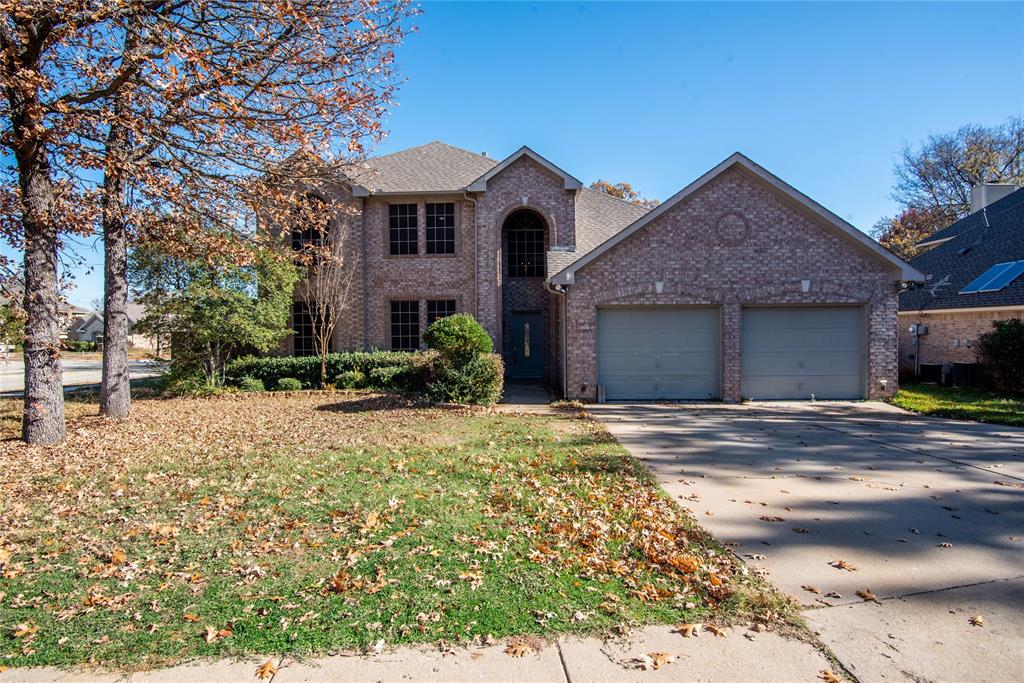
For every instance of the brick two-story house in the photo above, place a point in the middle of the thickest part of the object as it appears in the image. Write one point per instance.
(738, 286)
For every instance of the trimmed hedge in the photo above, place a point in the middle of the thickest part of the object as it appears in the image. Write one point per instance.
(479, 380)
(306, 368)
(251, 384)
(288, 384)
(458, 338)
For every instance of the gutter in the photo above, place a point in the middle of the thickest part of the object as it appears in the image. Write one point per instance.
(476, 257)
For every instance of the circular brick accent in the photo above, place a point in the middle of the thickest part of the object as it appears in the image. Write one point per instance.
(732, 228)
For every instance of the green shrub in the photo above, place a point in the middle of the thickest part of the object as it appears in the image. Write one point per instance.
(351, 379)
(306, 368)
(189, 386)
(478, 381)
(251, 384)
(389, 377)
(288, 384)
(1001, 354)
(459, 338)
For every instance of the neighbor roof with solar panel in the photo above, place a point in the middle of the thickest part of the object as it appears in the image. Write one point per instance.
(995, 278)
(979, 263)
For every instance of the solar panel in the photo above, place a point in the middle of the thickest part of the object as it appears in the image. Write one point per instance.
(995, 278)
(1005, 278)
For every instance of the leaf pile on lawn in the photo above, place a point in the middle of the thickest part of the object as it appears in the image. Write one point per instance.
(315, 522)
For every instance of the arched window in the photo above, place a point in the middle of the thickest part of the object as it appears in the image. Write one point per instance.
(524, 245)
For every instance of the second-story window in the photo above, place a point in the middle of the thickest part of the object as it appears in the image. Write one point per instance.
(402, 231)
(440, 228)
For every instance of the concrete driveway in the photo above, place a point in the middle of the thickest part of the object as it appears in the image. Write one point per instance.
(926, 514)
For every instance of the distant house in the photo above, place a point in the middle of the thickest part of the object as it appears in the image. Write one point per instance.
(974, 269)
(90, 329)
(69, 315)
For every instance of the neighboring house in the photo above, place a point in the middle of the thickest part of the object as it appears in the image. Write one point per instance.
(974, 270)
(69, 314)
(738, 286)
(90, 329)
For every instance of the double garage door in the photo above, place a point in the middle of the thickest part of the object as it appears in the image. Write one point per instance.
(674, 352)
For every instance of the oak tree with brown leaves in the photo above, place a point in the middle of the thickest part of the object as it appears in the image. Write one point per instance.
(180, 105)
(625, 191)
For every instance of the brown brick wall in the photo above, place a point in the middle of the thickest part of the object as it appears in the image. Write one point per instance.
(950, 337)
(733, 243)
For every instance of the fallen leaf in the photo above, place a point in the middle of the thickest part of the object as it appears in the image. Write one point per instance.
(518, 648)
(653, 660)
(265, 671)
(687, 630)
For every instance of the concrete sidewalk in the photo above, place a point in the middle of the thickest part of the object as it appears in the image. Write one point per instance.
(740, 655)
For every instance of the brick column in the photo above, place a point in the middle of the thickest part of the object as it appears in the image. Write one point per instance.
(731, 321)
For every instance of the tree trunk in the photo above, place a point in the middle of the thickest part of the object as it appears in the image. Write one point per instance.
(43, 420)
(115, 389)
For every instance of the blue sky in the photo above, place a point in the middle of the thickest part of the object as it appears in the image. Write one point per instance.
(822, 94)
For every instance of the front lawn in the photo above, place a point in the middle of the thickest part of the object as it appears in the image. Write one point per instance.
(316, 521)
(976, 404)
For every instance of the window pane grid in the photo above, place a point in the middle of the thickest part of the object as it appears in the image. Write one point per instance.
(402, 228)
(404, 326)
(525, 246)
(302, 326)
(439, 308)
(440, 228)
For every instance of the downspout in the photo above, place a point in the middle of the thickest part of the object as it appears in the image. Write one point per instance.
(366, 279)
(476, 258)
(562, 291)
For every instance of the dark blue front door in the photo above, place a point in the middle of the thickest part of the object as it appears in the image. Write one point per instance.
(527, 347)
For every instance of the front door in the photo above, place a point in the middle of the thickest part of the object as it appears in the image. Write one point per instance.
(527, 347)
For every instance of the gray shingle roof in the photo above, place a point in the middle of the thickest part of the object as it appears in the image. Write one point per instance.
(437, 167)
(983, 246)
(599, 216)
(434, 167)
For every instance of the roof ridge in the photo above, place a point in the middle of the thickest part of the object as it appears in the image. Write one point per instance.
(427, 144)
(620, 199)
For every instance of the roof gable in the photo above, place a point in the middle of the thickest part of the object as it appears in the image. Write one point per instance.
(480, 183)
(834, 222)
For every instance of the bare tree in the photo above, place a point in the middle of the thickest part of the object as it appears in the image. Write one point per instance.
(322, 233)
(180, 103)
(934, 181)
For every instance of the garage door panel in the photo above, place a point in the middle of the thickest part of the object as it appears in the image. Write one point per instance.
(800, 352)
(658, 352)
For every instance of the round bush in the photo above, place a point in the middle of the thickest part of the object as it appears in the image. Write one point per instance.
(353, 379)
(289, 384)
(251, 384)
(458, 338)
(478, 381)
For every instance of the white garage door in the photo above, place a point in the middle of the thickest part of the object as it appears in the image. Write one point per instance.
(800, 352)
(658, 352)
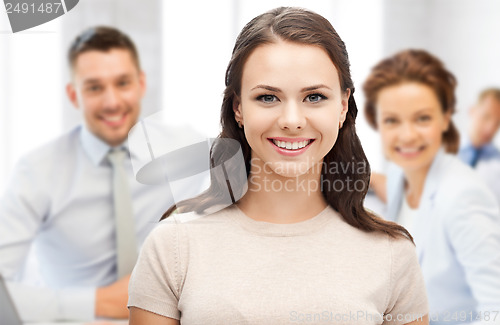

◆ ◆ ◆ ◆

• [Exercise details]: Can you find every line in the material above that contains the word "solar" and copy each one out in full?

• [Final answer]:
For every instance of the neighbor roof with solar panel in the photo above, place a point in the middle of the thickest part of the object as it appears in the image. Write one point per instance.
For every instance of the solar panel in the photo above, place a point in the middle of the thickest part of the object as it appears in the image. Write one point per instance.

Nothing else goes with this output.